▶ [EXCERPTED TEXT]:
⁂

The synonym relationship is used to identify equivalent place names. For example the three sentences above mention several place names were Rembrandt was born.

Using the synonym relationship in WordNet, Leyden can be identified as a variant spelling for Leiden, and that Holland and The Netherlands are synonymous.

Place Specificity

The part-of and sub-part relationships in WordNet are used to find any hierarchical links between the given places. WordNet shows that Leiden is part of the Netherlands, indicating that Leiden is the more precise information about Rembrandt's place of birth.

Shared Place Names

It is common for places to share the same name. For example according to the TGN, there are 22 places worldwide named London. This problem is less apparent with Word-Net due to its limited geographical coverage.

In Artequakt, disambiguation of place names is dependent on their specificity variations. For example after processing the three sentences about Rembrandt, it becomes apparent that he was born in a place named Leiden in the Netherlands. If the last two sentences were not available, it would have not been possible to tell for sure which Leiden is being referred to (assuming there is more than one). One possibility is to rely on other information, such as place of work, place of death, to make a disambiguation decision. However, this is likely to produce unreliable results.

Temporal Consolidation

Dates need to be analysed to identify any inconsistencies and locate precise dates to use in the biographies. Simple temporal reasoning and heuristics can be used to support this task.

Artequakt's IE tool can identify and extract dates in different formats, providing them as day, month, year, decade, etc. This requires consolidation with respect to precision and consistency. Going back to our previous example, to consolidate the first date (17 th century), the process checks if the years of the other dates fall within the given century. If this is true, then the process tries to identify the more precise date. The date in the third sentence is favoured over the other two dates as they are all consistent, but the third date holds more information than the other two. Therefore, the third date is used for the instance of Rembrandt. If any of the given facts is inconsistent then it will be stored for future verification and use.

At the end of the consolidation process, the knowledge extracted from the three sentences above will be stored in the KB as the following two triples for the instance of Rembrandt:

• Rembrandt date_of_birth 15 July 1606 • Rembrandt place_of_birth Leiden

Inconsistent Information

Some of the extracted information can be inconsistent, for example an artist with different dates or places of birth or death, or inconsistent temporal information, such as a date of death that falls before the date of birth.

⁂

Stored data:
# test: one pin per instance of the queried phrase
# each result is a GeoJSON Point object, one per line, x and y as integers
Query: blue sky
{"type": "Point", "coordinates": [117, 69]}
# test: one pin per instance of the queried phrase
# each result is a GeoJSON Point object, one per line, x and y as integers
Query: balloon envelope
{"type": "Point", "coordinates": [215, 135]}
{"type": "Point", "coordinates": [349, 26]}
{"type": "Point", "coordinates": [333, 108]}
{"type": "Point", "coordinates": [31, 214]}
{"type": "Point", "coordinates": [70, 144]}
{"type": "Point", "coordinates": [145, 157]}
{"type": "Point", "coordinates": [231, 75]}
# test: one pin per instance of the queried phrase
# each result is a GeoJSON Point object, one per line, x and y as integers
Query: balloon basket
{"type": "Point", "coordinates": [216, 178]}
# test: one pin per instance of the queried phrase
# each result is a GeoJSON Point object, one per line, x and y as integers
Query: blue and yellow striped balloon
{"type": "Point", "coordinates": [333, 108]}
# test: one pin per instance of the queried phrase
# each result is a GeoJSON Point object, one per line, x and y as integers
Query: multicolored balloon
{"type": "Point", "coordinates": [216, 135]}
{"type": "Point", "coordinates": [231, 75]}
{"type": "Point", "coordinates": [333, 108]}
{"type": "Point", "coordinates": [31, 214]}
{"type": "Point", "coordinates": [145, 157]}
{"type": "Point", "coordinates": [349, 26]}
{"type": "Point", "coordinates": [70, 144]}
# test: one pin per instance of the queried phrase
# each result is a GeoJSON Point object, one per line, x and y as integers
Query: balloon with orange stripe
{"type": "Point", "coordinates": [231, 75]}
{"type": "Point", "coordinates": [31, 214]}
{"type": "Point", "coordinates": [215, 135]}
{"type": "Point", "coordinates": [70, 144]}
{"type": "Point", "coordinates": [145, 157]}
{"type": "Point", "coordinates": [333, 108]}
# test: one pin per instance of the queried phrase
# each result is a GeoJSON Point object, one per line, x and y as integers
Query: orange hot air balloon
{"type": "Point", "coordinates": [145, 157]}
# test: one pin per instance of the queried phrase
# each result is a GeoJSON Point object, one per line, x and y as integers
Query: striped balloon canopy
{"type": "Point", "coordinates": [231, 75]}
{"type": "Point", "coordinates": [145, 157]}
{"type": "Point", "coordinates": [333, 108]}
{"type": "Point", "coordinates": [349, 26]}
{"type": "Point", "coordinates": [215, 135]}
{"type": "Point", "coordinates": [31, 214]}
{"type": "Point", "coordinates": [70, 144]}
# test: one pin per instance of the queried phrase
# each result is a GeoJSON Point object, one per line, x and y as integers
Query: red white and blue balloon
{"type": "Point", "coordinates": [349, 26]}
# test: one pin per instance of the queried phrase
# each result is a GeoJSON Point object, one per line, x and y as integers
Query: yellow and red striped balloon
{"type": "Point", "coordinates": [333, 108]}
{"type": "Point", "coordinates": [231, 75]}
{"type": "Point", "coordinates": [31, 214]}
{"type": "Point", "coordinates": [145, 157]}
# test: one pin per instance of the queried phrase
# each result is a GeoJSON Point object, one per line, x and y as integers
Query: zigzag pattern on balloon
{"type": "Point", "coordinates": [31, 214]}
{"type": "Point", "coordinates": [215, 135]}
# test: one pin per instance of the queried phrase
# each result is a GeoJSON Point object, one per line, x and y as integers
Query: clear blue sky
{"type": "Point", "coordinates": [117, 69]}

⁂

▶ [EXERCISE TASK 1]:
Reproduce the consolidation excerpt verbatim, starting at "It is common" and ending at "limited geographical coverage.".
▶ [EXERCISE TASK 2]:
Count how many lines of the records contain the string "yellow", treating case as significant, and reply with the number alone.
The consolidation excerpt and the records were drawn from unrelated sources.

▶ [FULL ANSWER 1]:
It is common for places to share the same name. For example according to the TGN, there are 22 places worldwide named London. This problem is less apparent with Word-Net due to its limited geographical coverage.

▶ [FULL ANSWER 2]:
2